(Recorded data)
## BEGIN

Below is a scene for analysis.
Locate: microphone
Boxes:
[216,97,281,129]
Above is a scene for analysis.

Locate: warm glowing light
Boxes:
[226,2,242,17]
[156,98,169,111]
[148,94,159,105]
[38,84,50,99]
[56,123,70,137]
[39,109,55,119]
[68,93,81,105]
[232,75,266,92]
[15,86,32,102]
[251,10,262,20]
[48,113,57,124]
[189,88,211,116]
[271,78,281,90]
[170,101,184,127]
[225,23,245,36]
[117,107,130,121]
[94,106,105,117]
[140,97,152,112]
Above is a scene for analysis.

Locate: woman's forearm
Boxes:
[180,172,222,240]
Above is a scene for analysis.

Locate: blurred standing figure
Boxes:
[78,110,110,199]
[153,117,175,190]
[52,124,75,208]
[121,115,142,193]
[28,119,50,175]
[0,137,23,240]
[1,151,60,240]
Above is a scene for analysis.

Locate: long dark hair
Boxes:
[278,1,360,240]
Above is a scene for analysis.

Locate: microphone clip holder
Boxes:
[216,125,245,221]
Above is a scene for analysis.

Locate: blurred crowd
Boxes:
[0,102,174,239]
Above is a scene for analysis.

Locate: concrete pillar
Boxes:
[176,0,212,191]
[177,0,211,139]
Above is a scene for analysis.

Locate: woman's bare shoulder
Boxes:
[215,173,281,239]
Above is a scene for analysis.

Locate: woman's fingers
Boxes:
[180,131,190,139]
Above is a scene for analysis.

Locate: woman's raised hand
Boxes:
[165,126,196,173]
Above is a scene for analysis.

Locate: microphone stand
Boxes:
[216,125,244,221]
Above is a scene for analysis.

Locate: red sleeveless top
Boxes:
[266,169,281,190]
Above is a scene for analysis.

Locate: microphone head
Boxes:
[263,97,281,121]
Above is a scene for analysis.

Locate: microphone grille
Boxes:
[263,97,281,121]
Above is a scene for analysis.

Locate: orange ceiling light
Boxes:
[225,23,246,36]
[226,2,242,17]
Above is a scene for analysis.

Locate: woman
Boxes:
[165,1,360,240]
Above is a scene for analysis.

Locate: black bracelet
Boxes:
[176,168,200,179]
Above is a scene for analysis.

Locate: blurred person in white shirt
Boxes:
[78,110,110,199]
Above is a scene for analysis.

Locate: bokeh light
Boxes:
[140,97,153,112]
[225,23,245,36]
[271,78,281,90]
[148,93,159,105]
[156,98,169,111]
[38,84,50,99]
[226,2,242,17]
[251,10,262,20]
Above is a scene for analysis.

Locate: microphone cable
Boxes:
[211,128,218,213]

## END

- GOAL -
Recast the lines above as a numbered list, skipping any blank lines.

- SOLUTION FOR THIS EXERCISE -
1. Below is a scene for analysis.
2. Locate: microphone
3. Boxes:
4. [216,97,281,129]
5. Above is a scene for analysis.
6. Locate: warm glowing light
7. Boxes:
8. [226,2,242,17]
9. [156,98,169,111]
10. [148,94,159,105]
11. [38,84,50,99]
12. [56,123,70,137]
13. [39,109,55,119]
14. [68,93,81,105]
15. [232,75,266,92]
16. [15,86,32,102]
17. [251,10,262,20]
18. [48,113,57,124]
19. [189,88,211,116]
20. [271,78,281,90]
21. [170,101,184,127]
22. [225,23,245,36]
23. [117,107,130,121]
24. [94,106,105,117]
25. [140,97,152,112]
26. Above is a scene for analysis.
27. Locate: woman's forearm
28. Boxes:
29. [180,172,222,240]
30. Above is a scene for analysis.
31. Locate: blurred standing figure
32. Boxes:
33. [78,110,110,199]
34. [153,117,175,190]
35. [52,124,75,208]
36. [121,115,142,193]
37. [28,119,50,175]
38. [0,137,23,240]
39. [1,151,60,240]
40. Above is a scene for analysis.
41. Locate: long dark hair
42. Boxes:
43. [278,1,360,240]
44. Above is a scene for analysis.
45. Locate: microphone clip holder
46. Boxes:
47. [216,125,245,221]
48. Above is a scene for analysis.
49. Locate: blurred crowd
50. Boxes:
51. [0,102,174,239]
52. Above is a scene for analysis.
53. Locate: concrete pillar
54. Boxes:
55. [176,0,212,191]
56. [177,0,211,139]
57. Above is a scene for analysis.
58. Locate: woman's bare shoulder
59. Boxes:
60. [215,173,281,239]
61. Above is a scene for analysis.
62. Locate: woman's fingers
63. Boxes:
64. [180,131,190,139]
65. Above is a scene for analysis.
66. Locate: woman's raised hand
67. Boxes:
68. [165,126,196,173]
69. Above is a scene for analysis.
70. Locate: microphone stand
71. Boxes:
72. [216,125,244,221]
73. Above is a scene for analysis.
74. Locate: red sleeveless top
75. Boxes:
76. [266,169,281,190]
77. Above is a scene for analysis.
78. Locate: microphone head
79. Boxes:
80. [263,97,281,121]
81. Above is a scene for analysis.
82. Locate: microphone grille
83. Boxes:
84. [263,97,281,121]
85. Above is a scene for analysis.
86. Locate: orange ceiling light
87. Boxes:
88. [225,23,246,36]
89. [226,2,242,17]
90. Above is a scene for analysis.
91. Locate: woman
92. Boxes:
93. [165,1,360,240]
94. Above is a scene for analysis.
95. Locate: black bracelet
96. Boxes:
97. [176,168,200,179]
98. Above is a scene for analysis.
99. Locate: blurred person in white shirt
100. Boxes:
101. [78,110,110,199]
102. Above is a scene for analysis.
103. Locate: bokeh light
104. Boxes:
105. [140,97,153,112]
106. [225,23,245,36]
107. [271,78,281,90]
108. [148,93,159,105]
109. [156,98,169,111]
110. [38,84,50,99]
111. [226,2,242,17]
112. [251,10,262,20]
113. Above is a scene for analysis.
114. Locate: microphone cable
115. Boxes:
116. [211,128,218,213]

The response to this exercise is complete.